* _PROBLEM REQUIREMENTS_
Report how many lines in the records below contain the string "cuff", matching case exactly, and give only that number.

* _SOURCE MATERIAL_
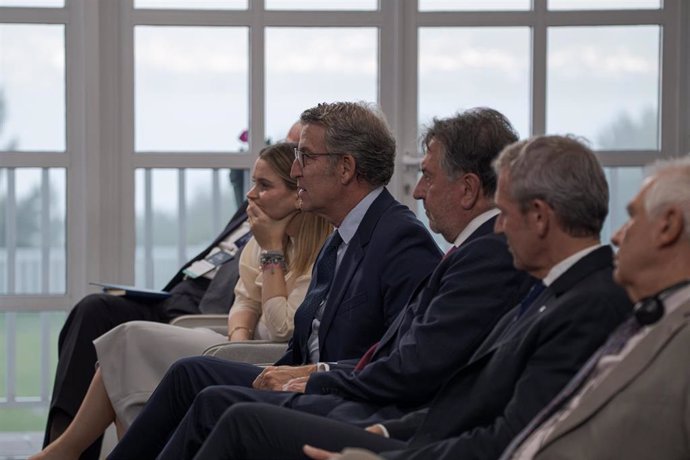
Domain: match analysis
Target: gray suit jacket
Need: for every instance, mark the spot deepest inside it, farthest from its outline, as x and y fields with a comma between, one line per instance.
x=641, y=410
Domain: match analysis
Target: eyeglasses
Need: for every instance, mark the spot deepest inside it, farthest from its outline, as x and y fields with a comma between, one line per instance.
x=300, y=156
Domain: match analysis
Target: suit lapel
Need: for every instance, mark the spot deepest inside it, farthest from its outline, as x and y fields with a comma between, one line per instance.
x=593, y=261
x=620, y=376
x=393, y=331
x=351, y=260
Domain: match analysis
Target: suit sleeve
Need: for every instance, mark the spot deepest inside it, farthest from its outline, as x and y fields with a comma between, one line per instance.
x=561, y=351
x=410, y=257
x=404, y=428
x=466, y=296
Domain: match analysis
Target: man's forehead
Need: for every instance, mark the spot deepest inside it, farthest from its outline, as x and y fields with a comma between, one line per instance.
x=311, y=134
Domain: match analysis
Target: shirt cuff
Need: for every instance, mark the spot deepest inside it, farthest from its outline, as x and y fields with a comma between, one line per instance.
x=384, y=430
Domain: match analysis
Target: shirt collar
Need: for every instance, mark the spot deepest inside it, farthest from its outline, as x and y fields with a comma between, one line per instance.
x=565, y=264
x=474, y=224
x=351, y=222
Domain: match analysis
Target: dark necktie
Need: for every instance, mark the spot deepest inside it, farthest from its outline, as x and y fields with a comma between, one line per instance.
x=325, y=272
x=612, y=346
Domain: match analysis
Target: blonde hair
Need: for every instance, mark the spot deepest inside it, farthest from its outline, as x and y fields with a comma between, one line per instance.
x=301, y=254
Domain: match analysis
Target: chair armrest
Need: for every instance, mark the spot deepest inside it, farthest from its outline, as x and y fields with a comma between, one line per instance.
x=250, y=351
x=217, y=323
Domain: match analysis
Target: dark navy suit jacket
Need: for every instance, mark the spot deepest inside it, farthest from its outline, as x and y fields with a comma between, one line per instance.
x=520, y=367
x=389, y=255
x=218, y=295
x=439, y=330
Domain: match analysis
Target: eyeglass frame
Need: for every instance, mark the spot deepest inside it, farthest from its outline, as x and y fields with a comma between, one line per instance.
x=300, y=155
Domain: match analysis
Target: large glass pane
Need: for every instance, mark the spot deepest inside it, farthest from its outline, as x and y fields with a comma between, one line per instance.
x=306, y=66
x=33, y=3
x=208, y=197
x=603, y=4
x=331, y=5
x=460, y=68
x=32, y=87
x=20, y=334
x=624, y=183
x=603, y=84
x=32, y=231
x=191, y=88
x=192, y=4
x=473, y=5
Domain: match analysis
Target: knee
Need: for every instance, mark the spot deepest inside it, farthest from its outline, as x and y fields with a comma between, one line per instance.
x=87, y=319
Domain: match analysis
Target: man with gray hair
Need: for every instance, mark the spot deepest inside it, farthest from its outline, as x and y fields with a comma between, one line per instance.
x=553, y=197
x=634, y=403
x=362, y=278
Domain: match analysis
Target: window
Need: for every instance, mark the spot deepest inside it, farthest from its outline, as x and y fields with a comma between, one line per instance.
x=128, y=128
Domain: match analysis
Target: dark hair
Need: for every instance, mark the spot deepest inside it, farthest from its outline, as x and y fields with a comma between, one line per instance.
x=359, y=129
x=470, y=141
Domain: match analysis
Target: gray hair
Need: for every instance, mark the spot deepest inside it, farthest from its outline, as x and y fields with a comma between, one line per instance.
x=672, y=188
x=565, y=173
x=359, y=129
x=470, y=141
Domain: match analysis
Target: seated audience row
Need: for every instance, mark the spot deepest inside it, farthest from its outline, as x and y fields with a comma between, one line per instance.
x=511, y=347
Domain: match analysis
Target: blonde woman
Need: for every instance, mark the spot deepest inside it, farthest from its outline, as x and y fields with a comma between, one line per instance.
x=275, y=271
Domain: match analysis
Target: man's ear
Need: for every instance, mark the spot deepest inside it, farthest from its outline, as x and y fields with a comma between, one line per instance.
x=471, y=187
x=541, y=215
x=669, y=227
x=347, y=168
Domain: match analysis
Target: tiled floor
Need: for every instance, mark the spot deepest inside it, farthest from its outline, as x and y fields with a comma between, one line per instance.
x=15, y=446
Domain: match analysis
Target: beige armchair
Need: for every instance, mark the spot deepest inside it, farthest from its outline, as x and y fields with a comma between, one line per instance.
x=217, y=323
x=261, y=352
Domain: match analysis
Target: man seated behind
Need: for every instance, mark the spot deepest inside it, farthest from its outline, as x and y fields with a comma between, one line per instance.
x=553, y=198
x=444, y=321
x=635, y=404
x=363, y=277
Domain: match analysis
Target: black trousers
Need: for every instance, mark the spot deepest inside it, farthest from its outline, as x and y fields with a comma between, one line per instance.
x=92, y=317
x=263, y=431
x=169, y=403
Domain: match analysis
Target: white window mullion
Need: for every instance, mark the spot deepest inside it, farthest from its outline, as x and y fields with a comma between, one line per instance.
* * *
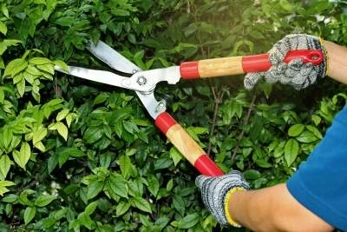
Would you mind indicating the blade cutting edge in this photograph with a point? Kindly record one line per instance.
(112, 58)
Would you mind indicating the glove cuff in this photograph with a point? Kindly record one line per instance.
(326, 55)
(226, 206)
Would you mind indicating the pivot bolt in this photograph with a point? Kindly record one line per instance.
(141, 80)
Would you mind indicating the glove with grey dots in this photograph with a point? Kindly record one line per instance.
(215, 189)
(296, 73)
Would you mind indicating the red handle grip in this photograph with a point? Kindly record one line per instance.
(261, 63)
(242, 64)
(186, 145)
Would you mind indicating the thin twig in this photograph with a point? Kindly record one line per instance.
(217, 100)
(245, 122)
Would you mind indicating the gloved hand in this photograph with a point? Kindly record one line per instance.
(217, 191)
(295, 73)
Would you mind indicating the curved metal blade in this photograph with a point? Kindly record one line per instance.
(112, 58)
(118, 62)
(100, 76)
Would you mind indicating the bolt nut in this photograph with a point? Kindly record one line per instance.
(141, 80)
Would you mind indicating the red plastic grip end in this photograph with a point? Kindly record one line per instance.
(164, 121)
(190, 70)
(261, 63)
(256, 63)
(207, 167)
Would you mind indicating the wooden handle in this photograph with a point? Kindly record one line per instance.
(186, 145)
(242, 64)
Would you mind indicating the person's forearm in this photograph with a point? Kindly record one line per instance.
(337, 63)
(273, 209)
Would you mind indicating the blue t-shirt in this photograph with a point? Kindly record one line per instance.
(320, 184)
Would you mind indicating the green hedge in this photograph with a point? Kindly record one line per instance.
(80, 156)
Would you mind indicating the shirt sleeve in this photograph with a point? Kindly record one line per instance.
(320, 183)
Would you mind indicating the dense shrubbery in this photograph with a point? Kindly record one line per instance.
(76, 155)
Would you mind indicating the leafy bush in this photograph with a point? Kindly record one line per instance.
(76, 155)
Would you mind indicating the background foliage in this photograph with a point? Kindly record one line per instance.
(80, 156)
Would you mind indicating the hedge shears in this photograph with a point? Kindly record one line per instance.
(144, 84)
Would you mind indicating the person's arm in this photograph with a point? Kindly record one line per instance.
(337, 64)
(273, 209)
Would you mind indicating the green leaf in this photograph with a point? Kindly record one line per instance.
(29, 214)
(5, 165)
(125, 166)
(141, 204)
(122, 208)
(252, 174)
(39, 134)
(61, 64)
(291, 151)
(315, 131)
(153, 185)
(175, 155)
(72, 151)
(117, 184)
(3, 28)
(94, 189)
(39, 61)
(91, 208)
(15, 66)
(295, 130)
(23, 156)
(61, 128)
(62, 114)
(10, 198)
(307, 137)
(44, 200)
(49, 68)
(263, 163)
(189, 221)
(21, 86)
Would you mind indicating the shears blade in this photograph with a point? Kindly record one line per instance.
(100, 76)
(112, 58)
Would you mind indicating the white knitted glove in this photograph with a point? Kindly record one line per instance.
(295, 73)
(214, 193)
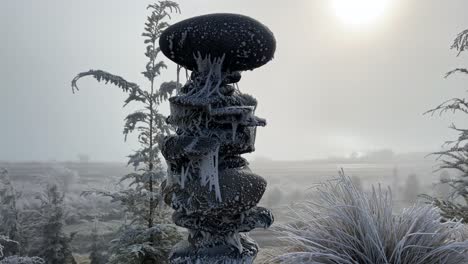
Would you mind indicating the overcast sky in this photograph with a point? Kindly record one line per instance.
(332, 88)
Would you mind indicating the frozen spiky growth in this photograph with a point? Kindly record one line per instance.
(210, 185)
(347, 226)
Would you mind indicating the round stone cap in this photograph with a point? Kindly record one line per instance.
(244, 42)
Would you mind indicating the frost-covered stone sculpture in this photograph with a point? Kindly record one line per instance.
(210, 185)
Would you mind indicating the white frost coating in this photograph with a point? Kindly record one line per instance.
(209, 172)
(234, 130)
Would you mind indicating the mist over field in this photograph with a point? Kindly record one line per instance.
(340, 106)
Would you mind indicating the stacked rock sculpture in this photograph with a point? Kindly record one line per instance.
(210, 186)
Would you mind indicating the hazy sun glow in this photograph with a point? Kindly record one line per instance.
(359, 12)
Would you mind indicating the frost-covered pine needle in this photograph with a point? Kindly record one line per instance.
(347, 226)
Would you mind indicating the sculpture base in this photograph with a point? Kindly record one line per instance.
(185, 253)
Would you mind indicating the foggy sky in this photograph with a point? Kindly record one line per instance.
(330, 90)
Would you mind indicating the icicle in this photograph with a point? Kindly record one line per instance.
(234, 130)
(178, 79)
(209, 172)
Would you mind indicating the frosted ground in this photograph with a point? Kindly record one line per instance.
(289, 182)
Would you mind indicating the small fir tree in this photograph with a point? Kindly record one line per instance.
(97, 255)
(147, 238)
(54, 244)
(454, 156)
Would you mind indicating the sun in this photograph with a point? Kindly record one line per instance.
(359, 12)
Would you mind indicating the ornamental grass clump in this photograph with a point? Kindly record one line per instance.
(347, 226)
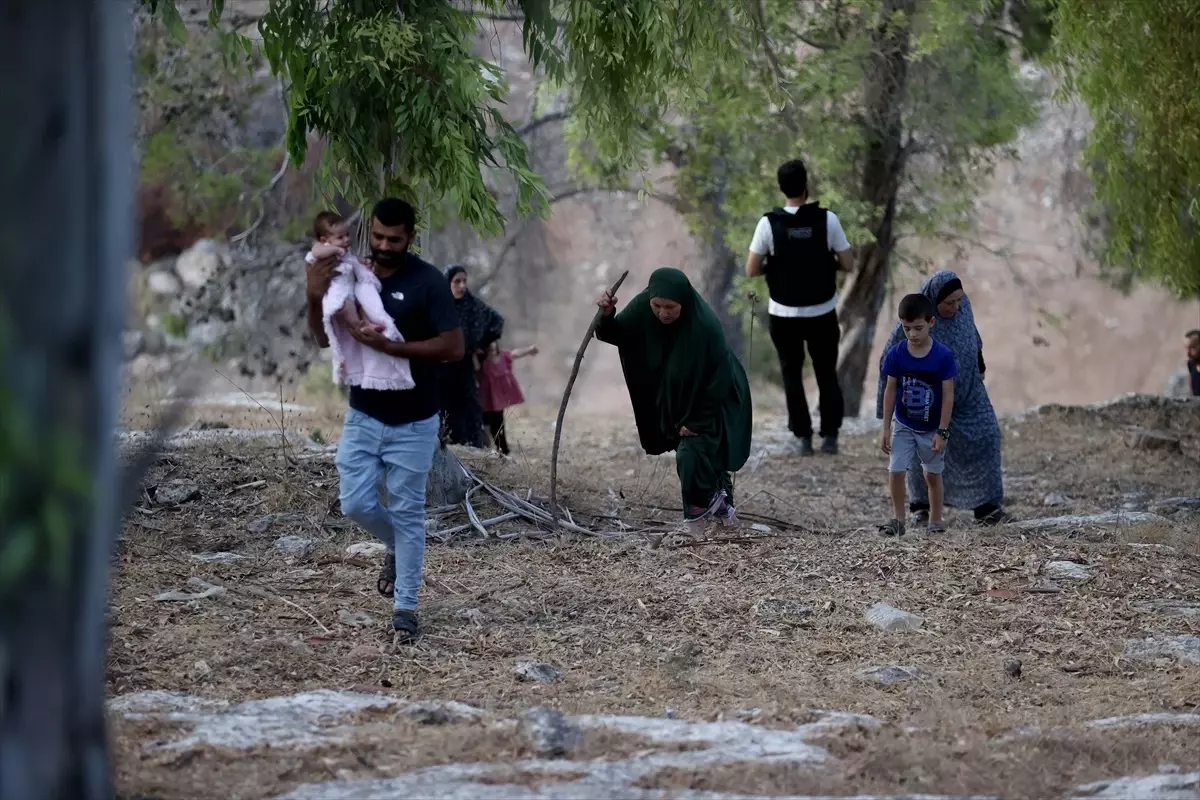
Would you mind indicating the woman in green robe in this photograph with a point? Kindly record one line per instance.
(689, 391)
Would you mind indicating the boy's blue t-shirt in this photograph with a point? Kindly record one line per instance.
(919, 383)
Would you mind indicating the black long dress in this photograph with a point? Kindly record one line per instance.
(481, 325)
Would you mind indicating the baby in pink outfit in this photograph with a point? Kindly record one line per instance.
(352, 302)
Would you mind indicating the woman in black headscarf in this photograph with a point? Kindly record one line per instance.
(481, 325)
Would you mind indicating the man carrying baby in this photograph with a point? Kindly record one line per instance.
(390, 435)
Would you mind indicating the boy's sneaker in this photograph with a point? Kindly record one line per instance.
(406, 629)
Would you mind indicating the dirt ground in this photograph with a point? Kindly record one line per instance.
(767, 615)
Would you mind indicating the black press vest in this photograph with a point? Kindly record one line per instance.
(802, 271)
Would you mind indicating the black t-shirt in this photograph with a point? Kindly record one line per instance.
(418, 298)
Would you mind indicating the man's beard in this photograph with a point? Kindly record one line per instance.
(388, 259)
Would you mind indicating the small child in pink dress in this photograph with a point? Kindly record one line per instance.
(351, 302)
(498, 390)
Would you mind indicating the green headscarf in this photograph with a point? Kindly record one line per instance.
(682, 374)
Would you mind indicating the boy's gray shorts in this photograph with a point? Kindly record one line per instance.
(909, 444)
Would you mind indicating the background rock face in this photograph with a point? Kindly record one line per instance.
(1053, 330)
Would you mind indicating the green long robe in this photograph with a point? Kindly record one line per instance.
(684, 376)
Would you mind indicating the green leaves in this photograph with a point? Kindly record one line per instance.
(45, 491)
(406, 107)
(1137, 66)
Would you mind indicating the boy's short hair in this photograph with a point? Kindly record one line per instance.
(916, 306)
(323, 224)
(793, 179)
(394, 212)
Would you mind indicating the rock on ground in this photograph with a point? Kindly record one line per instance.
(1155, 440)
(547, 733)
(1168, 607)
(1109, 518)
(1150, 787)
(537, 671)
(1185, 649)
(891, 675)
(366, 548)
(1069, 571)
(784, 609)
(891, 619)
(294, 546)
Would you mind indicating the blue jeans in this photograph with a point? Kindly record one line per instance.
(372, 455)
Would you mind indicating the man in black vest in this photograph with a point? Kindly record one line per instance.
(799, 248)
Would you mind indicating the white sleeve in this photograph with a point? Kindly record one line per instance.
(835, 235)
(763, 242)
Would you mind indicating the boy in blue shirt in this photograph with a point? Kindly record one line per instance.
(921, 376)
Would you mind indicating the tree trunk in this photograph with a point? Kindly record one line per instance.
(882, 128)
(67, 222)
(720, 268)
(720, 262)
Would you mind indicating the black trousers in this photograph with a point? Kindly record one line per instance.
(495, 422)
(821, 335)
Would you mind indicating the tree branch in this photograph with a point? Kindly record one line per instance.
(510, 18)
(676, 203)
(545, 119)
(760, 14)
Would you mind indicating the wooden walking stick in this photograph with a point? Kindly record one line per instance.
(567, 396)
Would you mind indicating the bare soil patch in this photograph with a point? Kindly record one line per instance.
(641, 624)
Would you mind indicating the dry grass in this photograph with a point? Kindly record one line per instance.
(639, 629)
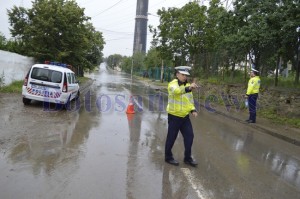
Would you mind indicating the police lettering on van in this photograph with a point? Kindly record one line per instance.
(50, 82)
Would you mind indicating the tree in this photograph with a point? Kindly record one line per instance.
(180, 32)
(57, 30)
* * *
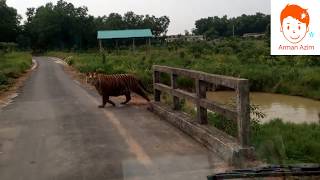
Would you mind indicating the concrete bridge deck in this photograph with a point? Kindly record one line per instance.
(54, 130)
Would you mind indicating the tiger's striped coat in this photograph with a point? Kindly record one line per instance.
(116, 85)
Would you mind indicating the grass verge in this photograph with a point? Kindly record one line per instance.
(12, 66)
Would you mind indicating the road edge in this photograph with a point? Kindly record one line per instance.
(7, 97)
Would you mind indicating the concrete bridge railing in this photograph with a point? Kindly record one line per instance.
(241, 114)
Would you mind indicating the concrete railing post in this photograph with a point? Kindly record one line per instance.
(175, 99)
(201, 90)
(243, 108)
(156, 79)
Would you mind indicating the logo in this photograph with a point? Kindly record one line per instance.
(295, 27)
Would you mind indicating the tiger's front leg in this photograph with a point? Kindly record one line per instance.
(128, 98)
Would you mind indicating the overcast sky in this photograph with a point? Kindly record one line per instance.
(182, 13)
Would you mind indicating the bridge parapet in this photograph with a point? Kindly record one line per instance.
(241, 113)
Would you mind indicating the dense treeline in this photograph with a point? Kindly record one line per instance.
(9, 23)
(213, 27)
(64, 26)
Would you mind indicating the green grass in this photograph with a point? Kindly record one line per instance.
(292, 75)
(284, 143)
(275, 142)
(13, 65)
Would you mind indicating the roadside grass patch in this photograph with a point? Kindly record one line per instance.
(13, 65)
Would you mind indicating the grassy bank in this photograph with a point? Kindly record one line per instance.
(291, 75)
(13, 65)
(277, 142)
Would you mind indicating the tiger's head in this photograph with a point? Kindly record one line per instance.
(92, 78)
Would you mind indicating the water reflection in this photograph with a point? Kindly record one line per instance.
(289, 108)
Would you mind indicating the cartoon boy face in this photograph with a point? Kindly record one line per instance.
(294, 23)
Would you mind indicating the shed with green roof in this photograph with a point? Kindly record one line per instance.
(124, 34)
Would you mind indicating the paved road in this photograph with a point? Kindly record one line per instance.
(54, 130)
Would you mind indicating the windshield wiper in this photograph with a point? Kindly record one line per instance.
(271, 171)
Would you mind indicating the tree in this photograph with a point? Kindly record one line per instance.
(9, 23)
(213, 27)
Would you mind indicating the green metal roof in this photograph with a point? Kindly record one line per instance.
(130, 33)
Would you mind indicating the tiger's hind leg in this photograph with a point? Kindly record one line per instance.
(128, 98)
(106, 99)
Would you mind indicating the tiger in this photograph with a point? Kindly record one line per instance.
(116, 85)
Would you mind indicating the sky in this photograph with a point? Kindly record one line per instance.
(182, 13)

* _EXERCISE OUTPUT_
2